_APPLY WHAT YOU READ_
1. List every sentence in the piece on communicating with engineers that ends with a question mark.
2. Write out the piece on communicating with engineers word for word, starting with "From my standpoint" and going on through "customer’s needs go.".

Communicating With Engineers

Published on
11 Jan 2022

Have you ever seen the above cartoon? More to the point, have you ever lived it? And if you have, you’ve probably lost a few years of life trying to understand how something seemingly so simple could… not be so simple!

From my standpoint as an engineer, it boils down to things not being communicated. If the customer fails to mention an important business rule then it’s possible that while creating the project a solution to a problem for the engineer would actually break the system as far the customer’s needs go.

It’s understandable that people forget things…we are all human right? Would it be better to mega-train the engineers so that no business rules could be missed? Should the customer be involved in every decision during the application’s design and implementation? I’ve been on teams where we’ve gone with one of those choices and neither really worked out, there should exist some middle ground where customers and engineers are communicating on a regular basis about the project. Have the engineers explain to the customers what they are doing for that piece of the application and why if it conflicts with something they expected.

Somewhere there’s an ideal frequency of interaction which will result in a product that has the correct amount of compromises without a ridiculous investment of time or money on the customer’s part.

There could also be room to give the engineer more flexibility when it comes to business rules or ways that the application could work. A good engineer will have up-to-date knowledge of current technologies and can often do things the customer may have not thought of, or even known was possible. Giving the engineer room to make decisions that are best for the website and then adapting your business rules to the new system could be very beneficial. Customers and Business/Sales teams win when they invest the engineer in the outcomes of the project. Getting the engineer invested accomplishes to things: 1) it makes them more important in the process and not just a tool to be leveraged and 2) engineers want to solve problems not just write code. You make money from us when you let us do some thinking and solve the problem. I’ve automated tasks for customers in the past that they had no idea we could automate, but the project started out with “This process has to be manual” until I showed them it could be done, and they ended up changing the rule since the application could do it faster. 90% of the time you won’t get the answer you want immediately, but if you’re patient, you’ll get a better result because we’ll stay up all night working on it until we’ve solved it, and solved it right!

I know it doesn’t sound like communicating more with the cave dwellers would help but it does (not just about the specific technical requirements!), and it’ll be less frustrating for everyone, so get out there and call your engineers!

_Natural language region descriptions_

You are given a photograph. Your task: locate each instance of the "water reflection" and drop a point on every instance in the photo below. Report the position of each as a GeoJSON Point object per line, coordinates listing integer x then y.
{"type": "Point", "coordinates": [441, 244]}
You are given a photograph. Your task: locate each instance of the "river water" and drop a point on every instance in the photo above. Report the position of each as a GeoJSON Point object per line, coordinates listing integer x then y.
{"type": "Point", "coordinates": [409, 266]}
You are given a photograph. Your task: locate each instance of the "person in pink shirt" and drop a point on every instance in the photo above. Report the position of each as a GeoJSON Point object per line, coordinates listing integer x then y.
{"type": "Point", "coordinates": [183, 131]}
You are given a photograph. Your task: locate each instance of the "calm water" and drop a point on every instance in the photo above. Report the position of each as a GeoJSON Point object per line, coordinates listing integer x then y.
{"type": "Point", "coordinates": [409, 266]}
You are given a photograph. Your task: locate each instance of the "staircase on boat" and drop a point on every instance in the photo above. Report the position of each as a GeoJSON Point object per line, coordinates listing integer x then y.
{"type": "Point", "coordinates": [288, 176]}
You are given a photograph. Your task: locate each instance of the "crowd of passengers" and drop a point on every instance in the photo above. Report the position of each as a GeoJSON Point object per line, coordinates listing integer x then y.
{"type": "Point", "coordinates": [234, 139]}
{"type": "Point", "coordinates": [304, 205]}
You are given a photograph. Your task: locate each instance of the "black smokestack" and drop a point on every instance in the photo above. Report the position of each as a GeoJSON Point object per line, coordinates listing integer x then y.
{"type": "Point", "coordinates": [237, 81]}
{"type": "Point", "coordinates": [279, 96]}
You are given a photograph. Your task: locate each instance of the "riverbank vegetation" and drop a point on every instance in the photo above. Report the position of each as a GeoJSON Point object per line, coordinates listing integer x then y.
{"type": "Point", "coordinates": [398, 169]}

_ANSWERS TO THE EXERCISE_
1.
1. Have you ever seen the above cartoon?
2. More to the point, have you ever lived it?
3. It’s understandable that people forget things…we are all human right?
4. Would it be better to mega-train the engineers so that no business rules could be missed?
5. Should the customer be involved in every decision during the application’s design and implementation?

2.
From my standpoint as an engineer, it boils down to things not being communicated. If the customer fails to mention an important business rule then it’s possible that while creating the project a solution to a problem for the engineer would actually break the system as far the customer’s needs go.